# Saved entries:
<<<<

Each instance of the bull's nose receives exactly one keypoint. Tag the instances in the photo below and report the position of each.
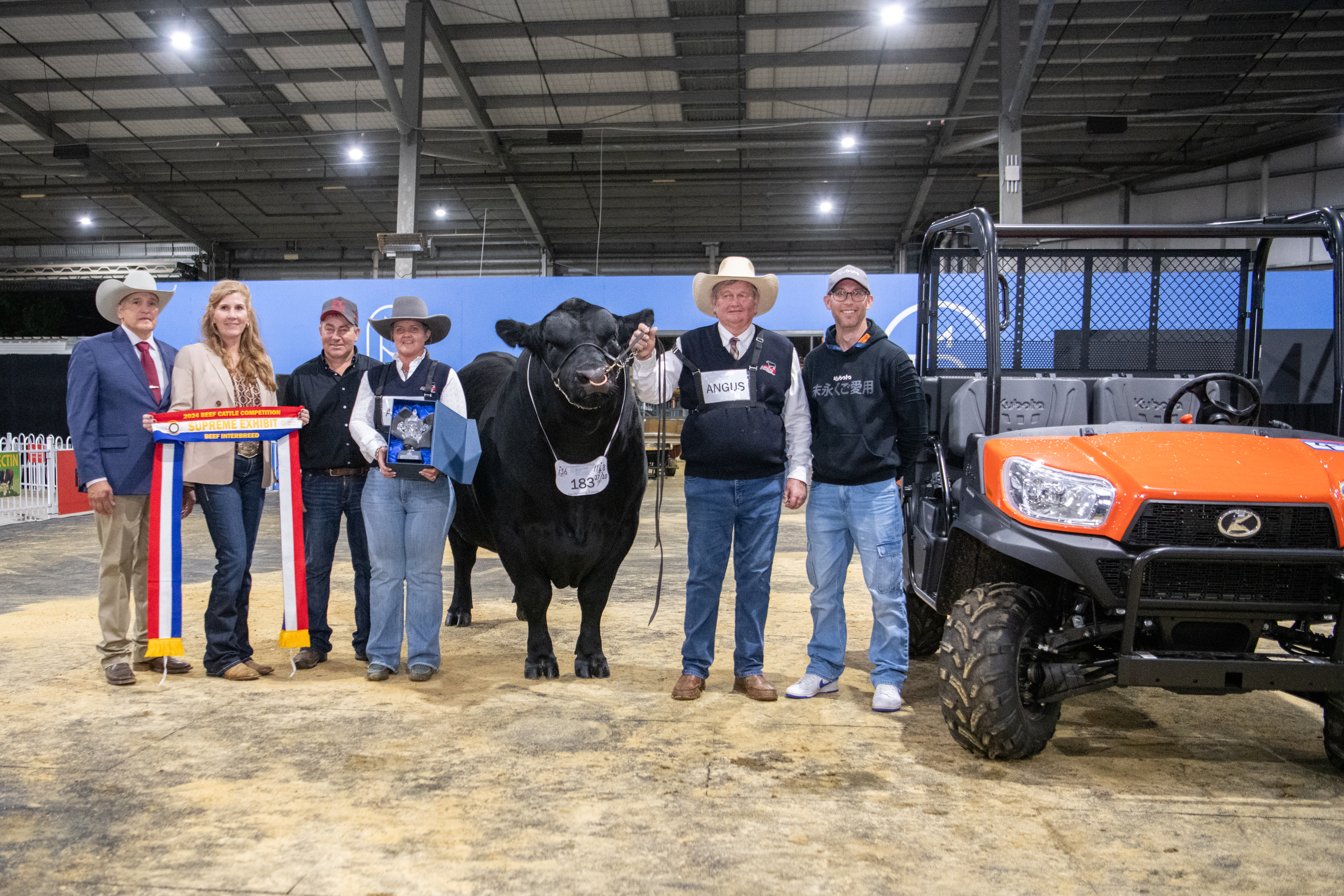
(595, 381)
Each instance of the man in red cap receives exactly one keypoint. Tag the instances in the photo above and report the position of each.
(334, 472)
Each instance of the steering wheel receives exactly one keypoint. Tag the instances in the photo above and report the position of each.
(1214, 412)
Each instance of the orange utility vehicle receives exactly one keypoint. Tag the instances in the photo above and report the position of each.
(1115, 511)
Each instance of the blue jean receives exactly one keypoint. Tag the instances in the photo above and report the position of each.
(233, 517)
(842, 518)
(326, 500)
(406, 521)
(742, 515)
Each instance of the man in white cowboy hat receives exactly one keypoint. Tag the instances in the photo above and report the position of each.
(746, 447)
(114, 381)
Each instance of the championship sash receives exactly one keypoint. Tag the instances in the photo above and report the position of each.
(221, 425)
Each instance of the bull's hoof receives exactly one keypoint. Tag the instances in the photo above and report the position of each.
(542, 668)
(592, 666)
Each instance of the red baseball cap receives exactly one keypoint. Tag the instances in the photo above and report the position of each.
(342, 307)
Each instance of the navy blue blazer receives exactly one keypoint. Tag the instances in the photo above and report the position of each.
(107, 397)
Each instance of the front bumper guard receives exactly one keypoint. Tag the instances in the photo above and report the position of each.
(1230, 672)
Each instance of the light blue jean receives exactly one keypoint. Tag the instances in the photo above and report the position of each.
(842, 518)
(742, 515)
(406, 521)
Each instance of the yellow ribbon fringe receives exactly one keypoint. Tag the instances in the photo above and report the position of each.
(167, 648)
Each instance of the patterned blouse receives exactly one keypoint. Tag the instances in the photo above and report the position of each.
(247, 394)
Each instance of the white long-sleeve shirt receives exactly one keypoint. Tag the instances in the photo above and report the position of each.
(362, 418)
(798, 420)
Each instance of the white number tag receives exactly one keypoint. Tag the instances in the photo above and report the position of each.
(725, 386)
(581, 479)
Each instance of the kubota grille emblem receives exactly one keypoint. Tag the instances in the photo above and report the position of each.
(1238, 523)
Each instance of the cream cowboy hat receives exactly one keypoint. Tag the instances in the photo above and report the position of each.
(111, 292)
(412, 308)
(734, 268)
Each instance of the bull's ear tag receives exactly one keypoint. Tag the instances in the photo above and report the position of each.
(576, 480)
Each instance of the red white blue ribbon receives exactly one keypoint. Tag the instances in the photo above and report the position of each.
(222, 425)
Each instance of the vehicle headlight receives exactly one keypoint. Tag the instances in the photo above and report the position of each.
(1056, 496)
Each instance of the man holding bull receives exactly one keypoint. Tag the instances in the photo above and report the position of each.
(746, 447)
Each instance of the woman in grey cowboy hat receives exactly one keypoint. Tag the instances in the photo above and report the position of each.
(406, 517)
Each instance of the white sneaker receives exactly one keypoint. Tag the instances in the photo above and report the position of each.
(811, 686)
(886, 699)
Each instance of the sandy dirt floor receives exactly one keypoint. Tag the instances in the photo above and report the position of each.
(483, 782)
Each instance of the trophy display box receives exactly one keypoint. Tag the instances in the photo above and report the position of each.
(410, 435)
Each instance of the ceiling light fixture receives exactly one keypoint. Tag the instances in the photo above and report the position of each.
(893, 15)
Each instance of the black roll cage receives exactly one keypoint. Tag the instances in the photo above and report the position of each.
(986, 236)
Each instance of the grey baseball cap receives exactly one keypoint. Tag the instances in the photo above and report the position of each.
(342, 307)
(849, 272)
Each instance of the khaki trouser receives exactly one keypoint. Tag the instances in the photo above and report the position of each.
(123, 570)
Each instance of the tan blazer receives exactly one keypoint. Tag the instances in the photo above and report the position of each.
(201, 381)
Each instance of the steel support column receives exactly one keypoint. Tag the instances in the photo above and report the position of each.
(1010, 134)
(408, 173)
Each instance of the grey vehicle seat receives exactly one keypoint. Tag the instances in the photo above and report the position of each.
(1138, 400)
(1026, 404)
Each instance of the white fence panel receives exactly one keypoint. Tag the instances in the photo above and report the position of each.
(37, 476)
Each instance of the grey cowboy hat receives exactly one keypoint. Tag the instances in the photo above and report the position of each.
(412, 308)
(111, 292)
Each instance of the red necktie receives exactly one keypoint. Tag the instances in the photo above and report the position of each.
(151, 374)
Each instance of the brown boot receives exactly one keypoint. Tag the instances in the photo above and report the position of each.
(756, 687)
(175, 667)
(241, 672)
(689, 688)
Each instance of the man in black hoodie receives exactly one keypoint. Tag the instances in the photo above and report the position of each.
(869, 422)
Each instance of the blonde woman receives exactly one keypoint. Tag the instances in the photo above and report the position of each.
(228, 369)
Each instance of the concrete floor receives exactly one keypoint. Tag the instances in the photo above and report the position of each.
(483, 782)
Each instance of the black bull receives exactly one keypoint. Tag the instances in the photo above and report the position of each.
(545, 538)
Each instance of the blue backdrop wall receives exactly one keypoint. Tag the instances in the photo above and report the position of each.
(288, 310)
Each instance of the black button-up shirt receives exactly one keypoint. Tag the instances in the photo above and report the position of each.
(330, 398)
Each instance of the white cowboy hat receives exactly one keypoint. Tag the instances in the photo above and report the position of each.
(412, 308)
(734, 268)
(111, 292)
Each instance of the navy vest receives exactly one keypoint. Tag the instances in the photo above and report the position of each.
(738, 440)
(385, 381)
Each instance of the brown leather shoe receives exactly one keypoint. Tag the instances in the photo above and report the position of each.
(756, 687)
(241, 672)
(120, 674)
(260, 668)
(175, 667)
(689, 688)
(310, 658)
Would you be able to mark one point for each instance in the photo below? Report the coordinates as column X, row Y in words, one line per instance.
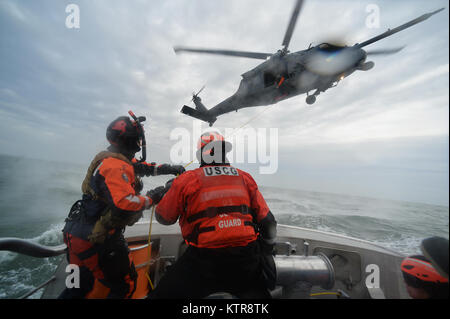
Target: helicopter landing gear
column 310, row 99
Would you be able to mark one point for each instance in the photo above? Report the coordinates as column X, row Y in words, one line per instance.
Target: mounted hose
column 26, row 247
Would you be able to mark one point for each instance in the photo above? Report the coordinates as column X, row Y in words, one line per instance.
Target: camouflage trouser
column 107, row 265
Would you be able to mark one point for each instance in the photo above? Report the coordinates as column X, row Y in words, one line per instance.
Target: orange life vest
column 219, row 215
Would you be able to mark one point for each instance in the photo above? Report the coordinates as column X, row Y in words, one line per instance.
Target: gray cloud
column 59, row 88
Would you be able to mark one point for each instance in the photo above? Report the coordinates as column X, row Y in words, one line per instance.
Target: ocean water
column 36, row 195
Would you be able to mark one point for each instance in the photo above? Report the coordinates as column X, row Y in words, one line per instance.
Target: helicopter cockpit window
column 329, row 47
column 269, row 79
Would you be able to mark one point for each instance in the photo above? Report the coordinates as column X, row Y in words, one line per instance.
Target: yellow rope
column 236, row 130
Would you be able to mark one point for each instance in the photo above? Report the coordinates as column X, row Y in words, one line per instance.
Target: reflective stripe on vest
column 221, row 209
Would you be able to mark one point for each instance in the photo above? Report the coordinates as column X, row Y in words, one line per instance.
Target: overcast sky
column 382, row 133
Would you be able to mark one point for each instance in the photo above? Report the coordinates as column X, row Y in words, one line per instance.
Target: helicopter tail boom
column 201, row 115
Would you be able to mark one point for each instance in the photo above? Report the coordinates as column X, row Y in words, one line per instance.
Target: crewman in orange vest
column 111, row 201
column 227, row 226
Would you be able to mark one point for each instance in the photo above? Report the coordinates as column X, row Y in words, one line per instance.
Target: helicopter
column 284, row 74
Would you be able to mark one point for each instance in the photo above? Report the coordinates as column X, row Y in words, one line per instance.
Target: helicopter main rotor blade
column 291, row 25
column 390, row 32
column 244, row 54
column 384, row 51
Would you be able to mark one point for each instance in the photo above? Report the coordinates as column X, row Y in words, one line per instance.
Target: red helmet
column 126, row 134
column 209, row 141
column 422, row 270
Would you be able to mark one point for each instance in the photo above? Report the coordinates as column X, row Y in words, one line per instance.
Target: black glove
column 167, row 169
column 169, row 184
column 157, row 194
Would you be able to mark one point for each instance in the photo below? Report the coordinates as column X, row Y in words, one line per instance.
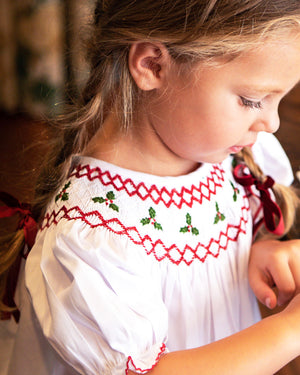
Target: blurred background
column 42, row 65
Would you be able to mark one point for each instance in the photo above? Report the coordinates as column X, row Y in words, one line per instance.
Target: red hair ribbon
column 272, row 215
column 28, row 224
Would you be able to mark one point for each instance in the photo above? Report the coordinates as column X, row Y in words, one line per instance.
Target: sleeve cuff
column 147, row 360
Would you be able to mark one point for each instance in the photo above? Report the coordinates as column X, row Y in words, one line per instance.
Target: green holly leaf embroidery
column 157, row 226
column 151, row 219
column 114, row 207
column 219, row 216
column 189, row 227
column 184, row 229
column 195, row 231
column 63, row 194
column 234, row 162
column 108, row 200
column 188, row 219
column 235, row 191
column 110, row 195
column 152, row 213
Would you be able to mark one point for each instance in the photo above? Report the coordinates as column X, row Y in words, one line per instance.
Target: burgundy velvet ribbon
column 28, row 224
column 272, row 215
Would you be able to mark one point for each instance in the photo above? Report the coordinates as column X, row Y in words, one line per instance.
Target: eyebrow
column 268, row 89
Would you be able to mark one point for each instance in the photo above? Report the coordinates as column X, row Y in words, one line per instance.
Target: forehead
column 273, row 66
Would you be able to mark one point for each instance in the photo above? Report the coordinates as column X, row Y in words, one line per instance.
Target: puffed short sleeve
column 272, row 159
column 98, row 299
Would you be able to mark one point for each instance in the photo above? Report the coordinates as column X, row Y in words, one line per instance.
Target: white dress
column 128, row 266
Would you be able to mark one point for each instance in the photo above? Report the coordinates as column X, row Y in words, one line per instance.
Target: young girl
column 152, row 200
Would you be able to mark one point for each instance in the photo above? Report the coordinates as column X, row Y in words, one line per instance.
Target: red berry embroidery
column 189, row 228
column 151, row 220
column 219, row 216
column 63, row 194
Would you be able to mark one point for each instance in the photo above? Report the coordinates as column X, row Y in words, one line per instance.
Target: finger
column 262, row 285
column 284, row 281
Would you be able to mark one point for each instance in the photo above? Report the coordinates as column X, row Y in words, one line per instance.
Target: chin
column 215, row 159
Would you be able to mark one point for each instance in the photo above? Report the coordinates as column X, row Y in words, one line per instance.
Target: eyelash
column 251, row 104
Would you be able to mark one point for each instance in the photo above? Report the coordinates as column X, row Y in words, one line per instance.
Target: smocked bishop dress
column 128, row 266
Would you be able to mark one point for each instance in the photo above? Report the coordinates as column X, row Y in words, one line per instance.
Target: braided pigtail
column 286, row 197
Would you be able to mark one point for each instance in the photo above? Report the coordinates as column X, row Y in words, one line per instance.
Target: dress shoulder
column 271, row 157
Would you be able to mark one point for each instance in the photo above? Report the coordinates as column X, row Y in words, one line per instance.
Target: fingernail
column 268, row 302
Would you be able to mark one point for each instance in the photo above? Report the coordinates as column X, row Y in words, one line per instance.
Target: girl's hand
column 275, row 264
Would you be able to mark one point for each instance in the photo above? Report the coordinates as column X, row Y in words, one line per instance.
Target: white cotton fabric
column 157, row 266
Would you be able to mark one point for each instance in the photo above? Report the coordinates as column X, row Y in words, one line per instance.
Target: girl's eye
column 250, row 103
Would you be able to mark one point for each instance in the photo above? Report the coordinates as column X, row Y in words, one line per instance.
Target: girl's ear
column 148, row 64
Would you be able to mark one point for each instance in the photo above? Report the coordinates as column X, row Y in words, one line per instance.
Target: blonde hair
column 191, row 30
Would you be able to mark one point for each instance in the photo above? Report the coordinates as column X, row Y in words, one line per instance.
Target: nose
column 268, row 121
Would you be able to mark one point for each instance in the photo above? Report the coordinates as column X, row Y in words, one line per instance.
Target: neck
column 139, row 149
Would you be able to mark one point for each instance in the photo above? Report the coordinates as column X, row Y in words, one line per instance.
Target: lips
column 235, row 149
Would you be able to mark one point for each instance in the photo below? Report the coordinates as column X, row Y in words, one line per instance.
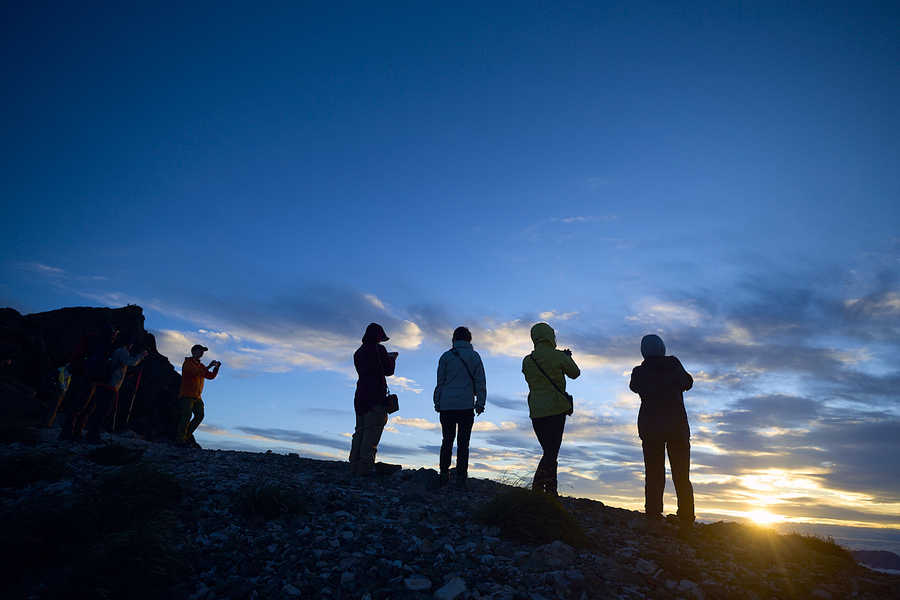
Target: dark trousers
column 81, row 408
column 456, row 424
column 549, row 431
column 679, row 450
column 364, row 444
column 106, row 398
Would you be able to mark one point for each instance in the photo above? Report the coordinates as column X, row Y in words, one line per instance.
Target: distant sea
column 855, row 538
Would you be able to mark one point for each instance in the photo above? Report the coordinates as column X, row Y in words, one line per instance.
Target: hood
column 542, row 332
column 375, row 333
column 652, row 345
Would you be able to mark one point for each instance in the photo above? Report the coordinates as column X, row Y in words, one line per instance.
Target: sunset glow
column 270, row 178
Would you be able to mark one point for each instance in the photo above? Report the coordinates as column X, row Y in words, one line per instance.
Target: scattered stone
column 373, row 538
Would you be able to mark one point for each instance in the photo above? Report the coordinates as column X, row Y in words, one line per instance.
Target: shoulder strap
column 468, row 372
column 566, row 396
column 378, row 356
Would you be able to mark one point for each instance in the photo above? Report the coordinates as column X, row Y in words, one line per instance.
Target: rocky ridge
column 393, row 537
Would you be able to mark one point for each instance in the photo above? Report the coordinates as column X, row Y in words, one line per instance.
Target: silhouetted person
column 545, row 370
column 193, row 376
column 373, row 364
column 107, row 393
column 460, row 392
column 84, row 404
column 662, row 426
column 63, row 382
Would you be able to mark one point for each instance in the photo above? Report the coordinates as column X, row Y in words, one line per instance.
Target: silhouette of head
column 375, row 333
column 652, row 345
column 462, row 333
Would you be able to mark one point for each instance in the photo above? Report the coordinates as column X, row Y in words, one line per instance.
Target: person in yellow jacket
column 193, row 376
column 545, row 370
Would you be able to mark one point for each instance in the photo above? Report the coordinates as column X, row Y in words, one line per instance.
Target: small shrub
column 131, row 494
column 18, row 432
column 270, row 500
column 533, row 518
column 823, row 545
column 138, row 563
column 22, row 468
column 113, row 455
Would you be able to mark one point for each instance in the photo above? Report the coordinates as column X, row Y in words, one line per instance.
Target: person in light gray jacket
column 461, row 392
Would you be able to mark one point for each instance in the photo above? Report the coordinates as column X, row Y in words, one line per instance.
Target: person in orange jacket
column 193, row 376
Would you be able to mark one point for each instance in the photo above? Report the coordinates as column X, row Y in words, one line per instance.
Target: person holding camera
column 193, row 376
column 373, row 364
column 545, row 370
column 459, row 395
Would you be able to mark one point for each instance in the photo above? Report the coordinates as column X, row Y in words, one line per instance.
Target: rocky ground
column 393, row 537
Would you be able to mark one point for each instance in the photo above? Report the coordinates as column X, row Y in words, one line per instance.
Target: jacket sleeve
column 687, row 382
column 480, row 383
column 569, row 367
column 387, row 361
column 442, row 377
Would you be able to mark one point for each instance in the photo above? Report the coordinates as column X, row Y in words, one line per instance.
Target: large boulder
column 39, row 343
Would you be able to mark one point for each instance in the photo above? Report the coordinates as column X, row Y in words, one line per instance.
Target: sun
column 761, row 517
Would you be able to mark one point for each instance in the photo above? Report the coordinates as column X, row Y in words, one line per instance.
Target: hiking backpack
column 80, row 355
column 49, row 385
column 99, row 369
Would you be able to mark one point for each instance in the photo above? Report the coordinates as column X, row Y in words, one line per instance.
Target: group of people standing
column 461, row 393
column 99, row 365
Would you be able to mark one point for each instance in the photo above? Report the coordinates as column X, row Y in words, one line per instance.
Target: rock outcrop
column 39, row 343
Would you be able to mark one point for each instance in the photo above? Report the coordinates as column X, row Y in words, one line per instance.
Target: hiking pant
column 679, row 450
column 369, row 427
column 82, row 407
column 186, row 427
column 53, row 403
column 549, row 431
column 450, row 421
column 106, row 398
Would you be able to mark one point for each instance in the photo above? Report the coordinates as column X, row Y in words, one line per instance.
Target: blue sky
column 267, row 180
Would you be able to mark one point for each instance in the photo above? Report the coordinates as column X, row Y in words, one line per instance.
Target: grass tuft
column 17, row 431
column 270, row 500
column 114, row 454
column 23, row 468
column 137, row 563
column 123, row 518
column 823, row 545
column 533, row 518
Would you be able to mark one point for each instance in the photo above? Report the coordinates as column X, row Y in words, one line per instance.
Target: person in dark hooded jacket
column 373, row 364
column 663, row 427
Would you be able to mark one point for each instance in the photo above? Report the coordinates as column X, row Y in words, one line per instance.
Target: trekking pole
column 133, row 396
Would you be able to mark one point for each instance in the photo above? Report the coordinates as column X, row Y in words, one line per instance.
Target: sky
column 268, row 179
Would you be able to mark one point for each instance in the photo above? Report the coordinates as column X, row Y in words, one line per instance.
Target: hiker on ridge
column 193, row 376
column 545, row 370
column 84, row 403
column 373, row 364
column 107, row 394
column 460, row 393
column 663, row 427
column 63, row 382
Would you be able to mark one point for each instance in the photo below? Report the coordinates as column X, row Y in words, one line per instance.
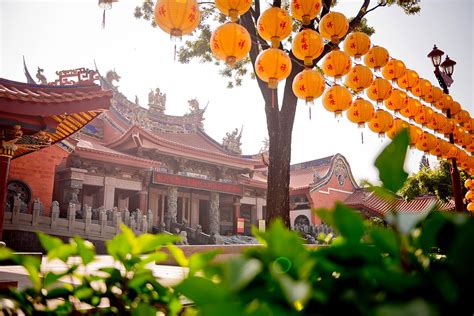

>>>>

Leave the pictures aside and transcribe only the lines from the one holding "Target: person in dark hooded jacket" through the final line of the records above.

Target: person in dark hooded jacket
column 373, row 364
column 663, row 427
Would you be able to mark one point for each instance in the photo above? Report the coordinates as column X, row Y in words, one line per instance.
Target: trekking pole
column 133, row 396
Would you be able to mark one point for each instance in the photo above? Report the coordinates as column X, row Y in words, one line per instance.
Target: sky
column 268, row 179
Would you be able to mark one point for each instance in the photo above? Report the coordinates as column X, row Y in words, one line per instance.
Target: hiker on ridge
column 193, row 376
column 545, row 370
column 84, row 403
column 373, row 364
column 107, row 394
column 460, row 393
column 663, row 427
column 63, row 382
Would you be able to mark one point for each instance in the photo below? Report the coordinates as column X, row Y in words, one line per instance.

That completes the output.